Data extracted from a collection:

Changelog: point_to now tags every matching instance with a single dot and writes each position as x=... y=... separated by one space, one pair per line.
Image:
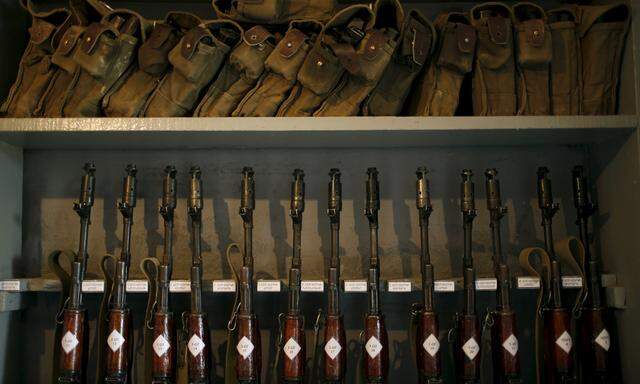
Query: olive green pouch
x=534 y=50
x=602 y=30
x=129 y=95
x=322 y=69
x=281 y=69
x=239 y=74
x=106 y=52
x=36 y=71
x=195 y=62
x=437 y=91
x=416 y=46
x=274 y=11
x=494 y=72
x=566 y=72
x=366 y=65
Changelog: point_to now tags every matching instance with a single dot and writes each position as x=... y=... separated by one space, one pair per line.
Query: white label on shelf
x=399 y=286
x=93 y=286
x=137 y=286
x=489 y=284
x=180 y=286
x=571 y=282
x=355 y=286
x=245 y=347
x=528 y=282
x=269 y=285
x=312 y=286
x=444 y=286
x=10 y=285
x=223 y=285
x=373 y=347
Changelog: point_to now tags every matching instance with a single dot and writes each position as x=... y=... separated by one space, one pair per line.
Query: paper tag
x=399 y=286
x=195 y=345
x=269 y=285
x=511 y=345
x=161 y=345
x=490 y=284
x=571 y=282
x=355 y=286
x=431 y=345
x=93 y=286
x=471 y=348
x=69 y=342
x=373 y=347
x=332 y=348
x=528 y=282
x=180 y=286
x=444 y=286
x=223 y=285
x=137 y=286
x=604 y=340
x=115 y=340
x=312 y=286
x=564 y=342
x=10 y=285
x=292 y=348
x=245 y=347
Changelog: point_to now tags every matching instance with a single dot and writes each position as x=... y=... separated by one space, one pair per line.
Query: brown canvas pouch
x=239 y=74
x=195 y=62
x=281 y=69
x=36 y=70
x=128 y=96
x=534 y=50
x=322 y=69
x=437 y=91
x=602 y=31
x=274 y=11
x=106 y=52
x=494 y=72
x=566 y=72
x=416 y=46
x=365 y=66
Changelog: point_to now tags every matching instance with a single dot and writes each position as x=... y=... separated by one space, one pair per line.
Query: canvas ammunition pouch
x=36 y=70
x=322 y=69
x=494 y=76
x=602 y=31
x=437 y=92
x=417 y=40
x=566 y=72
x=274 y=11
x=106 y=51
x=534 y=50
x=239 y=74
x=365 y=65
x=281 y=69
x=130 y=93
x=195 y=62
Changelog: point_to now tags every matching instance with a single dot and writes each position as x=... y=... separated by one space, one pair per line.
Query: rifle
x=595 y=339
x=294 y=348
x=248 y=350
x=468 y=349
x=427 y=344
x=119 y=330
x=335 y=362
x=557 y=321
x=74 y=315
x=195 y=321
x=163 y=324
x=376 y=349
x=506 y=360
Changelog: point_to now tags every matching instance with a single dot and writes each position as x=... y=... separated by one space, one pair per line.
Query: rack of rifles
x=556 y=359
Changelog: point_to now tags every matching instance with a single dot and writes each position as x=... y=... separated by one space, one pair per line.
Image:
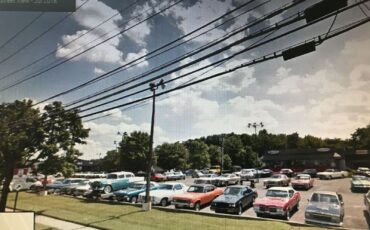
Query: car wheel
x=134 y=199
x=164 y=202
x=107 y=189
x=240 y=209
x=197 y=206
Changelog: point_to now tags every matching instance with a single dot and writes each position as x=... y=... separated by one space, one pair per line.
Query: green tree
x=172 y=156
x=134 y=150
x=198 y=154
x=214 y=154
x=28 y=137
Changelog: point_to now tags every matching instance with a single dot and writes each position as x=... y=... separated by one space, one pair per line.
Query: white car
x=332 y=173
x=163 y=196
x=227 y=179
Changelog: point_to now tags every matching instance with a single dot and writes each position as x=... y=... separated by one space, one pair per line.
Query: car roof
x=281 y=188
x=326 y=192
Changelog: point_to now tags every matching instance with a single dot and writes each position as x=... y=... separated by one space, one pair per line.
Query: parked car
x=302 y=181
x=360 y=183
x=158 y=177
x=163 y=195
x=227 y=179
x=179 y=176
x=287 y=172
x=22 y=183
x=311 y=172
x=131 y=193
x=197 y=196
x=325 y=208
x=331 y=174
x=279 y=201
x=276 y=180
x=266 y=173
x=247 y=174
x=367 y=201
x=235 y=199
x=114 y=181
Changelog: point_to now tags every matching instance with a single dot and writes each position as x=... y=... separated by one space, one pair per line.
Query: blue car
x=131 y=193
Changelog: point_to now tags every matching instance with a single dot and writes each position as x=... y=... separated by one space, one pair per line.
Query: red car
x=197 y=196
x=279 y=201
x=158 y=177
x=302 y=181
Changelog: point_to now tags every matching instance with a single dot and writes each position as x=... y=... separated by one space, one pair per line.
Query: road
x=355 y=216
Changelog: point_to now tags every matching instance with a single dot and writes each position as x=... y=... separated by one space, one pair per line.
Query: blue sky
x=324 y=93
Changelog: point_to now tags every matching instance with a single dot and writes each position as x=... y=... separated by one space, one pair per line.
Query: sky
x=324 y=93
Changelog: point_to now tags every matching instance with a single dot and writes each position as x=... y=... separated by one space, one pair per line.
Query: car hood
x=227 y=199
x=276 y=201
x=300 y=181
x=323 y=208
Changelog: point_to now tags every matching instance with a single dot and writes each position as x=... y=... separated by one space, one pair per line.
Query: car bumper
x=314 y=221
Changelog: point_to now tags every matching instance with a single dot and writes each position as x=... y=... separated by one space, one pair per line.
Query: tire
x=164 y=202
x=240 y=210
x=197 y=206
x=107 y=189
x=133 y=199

# [SHORT PROBLEM]
In your copy of the listing above, reproduce each line exactly and omit all pictures.

# [COMPLETE RESPONSE]
Changelog: point_to now tags every matching instance with a single dot and writes each position as x=... y=... separated by one space, one pair per line.
Image:
Query: olive green pouch
x=534 y=50
x=602 y=30
x=129 y=95
x=322 y=69
x=281 y=69
x=239 y=74
x=106 y=52
x=36 y=71
x=195 y=62
x=437 y=91
x=416 y=46
x=274 y=11
x=494 y=72
x=566 y=72
x=366 y=65
Changelog: point_to now tags every matching instance with a single dot and writes each position as x=... y=... separated by one space, one pair per line.
Query: white label on shelf
x=399 y=286
x=93 y=286
x=137 y=286
x=489 y=284
x=180 y=286
x=571 y=282
x=355 y=286
x=245 y=347
x=528 y=282
x=269 y=285
x=312 y=286
x=444 y=286
x=10 y=285
x=223 y=285
x=373 y=347
Changelog: point_to now tags every matching instance with a single dot and writes each position as x=... y=... separated by one space, one pair per line.
Query: paper tag
x=399 y=286
x=195 y=345
x=269 y=285
x=511 y=345
x=161 y=345
x=490 y=284
x=571 y=282
x=355 y=286
x=431 y=345
x=93 y=286
x=471 y=348
x=69 y=342
x=373 y=347
x=332 y=348
x=528 y=282
x=180 y=286
x=444 y=286
x=223 y=285
x=137 y=286
x=604 y=340
x=115 y=340
x=312 y=286
x=564 y=342
x=10 y=285
x=292 y=348
x=245 y=347
Changelog: point_to now tags every matching instance with a single dot and writes each position as x=... y=... separated by one space, one pair per line.
Query: brown canvas pouch
x=239 y=74
x=195 y=62
x=281 y=69
x=36 y=70
x=128 y=96
x=534 y=50
x=322 y=69
x=437 y=91
x=602 y=31
x=274 y=11
x=106 y=52
x=494 y=72
x=566 y=72
x=416 y=46
x=365 y=66
Changelog: point_to now tags every matching instance with a single dot and writes each position as x=... y=... separated by one space, one pair per line.
Query: canvas ammunition pouch
x=36 y=70
x=322 y=69
x=494 y=76
x=602 y=31
x=437 y=92
x=417 y=40
x=566 y=72
x=274 y=11
x=106 y=51
x=534 y=50
x=239 y=74
x=365 y=65
x=281 y=69
x=130 y=93
x=195 y=62
Changelog: point_to now tags every matching instance with a single dot and writes each position as x=... y=... separated by one space, one pair per line.
Query: rifle
x=595 y=339
x=294 y=348
x=248 y=350
x=468 y=349
x=427 y=344
x=119 y=330
x=335 y=362
x=557 y=321
x=74 y=315
x=195 y=321
x=163 y=324
x=376 y=349
x=506 y=360
Changelog: point_to now tags every matching instance with a single dot and writes each position as x=... y=... separated by one space, one pair per line.
Query: rack of rifles
x=556 y=359
Changelog: point_to now tags every matching instance with a single dot and writes each position as x=... y=... separated by one space, one pair per line.
Image:
Query: car wheel
x=134 y=199
x=164 y=202
x=107 y=189
x=240 y=209
x=197 y=206
Changelog: point_to now tags every matching instance with a single dot and writes each position as x=... y=... separated by one space, one pair per line.
Query: green tree
x=172 y=156
x=134 y=150
x=198 y=154
x=214 y=154
x=28 y=137
Changelog: point_to now tags every matching instance with a single dot and writes each position as x=... y=... separated by one space, one pair per line.
Query: white car
x=332 y=173
x=163 y=196
x=227 y=179
Changelog: point_to now tags every matching instance with a single dot and writes each position as x=... y=... separated by one space, one pair per line.
Query: car roof
x=281 y=188
x=326 y=192
Changelog: point_to now tags every matching instance with a single dot and writes each position as x=... y=... separated by one space, one pair per line.
Query: parked car
x=302 y=181
x=360 y=183
x=158 y=177
x=163 y=195
x=227 y=179
x=179 y=176
x=287 y=172
x=22 y=183
x=311 y=172
x=131 y=193
x=197 y=196
x=325 y=208
x=331 y=174
x=279 y=201
x=276 y=180
x=266 y=173
x=247 y=174
x=367 y=201
x=235 y=199
x=114 y=181
Changelog: point_to now tags every matching instance with a single dot and writes each position as x=... y=... separated by one space, one pair per line.
Query: blue car
x=131 y=193
Changelog: point_to now tags every matching instance with a single dot and writes each position as x=... y=... separated by one space, one pair per line.
Query: red car
x=197 y=196
x=279 y=201
x=158 y=177
x=302 y=181
Changelog: point_to now tags every matching instance with a single dot and writes each position as x=... y=... separated by one space, one pair per line.
Query: road
x=355 y=216
Changelog: point_to now tags every matching instance with a single dot and writes each position as x=... y=... separated by one space, one pair per line.
Query: blue sky
x=324 y=93
Changelog: point_to now tags every matching instance with a single dot and writes each position as x=... y=... separated by one space, one pair per line.
Query: sky
x=324 y=93
Changelog: point_to now tags every matching instance with a single dot and writes each position as x=... y=... separated by one space, one pair per line.
Query: car hood
x=227 y=199
x=276 y=201
x=300 y=181
x=323 y=208
Changelog: point_to now tags every matching instance with a single dot and writes each position as x=... y=... separated by one space, one pair per line.
Query: car bumper
x=314 y=221
Changelog: point_to now tags every matching instance with a single dot and writes each position as x=... y=... separated by one space, one pair per line.
Query: tire
x=164 y=202
x=240 y=210
x=197 y=206
x=107 y=189
x=133 y=199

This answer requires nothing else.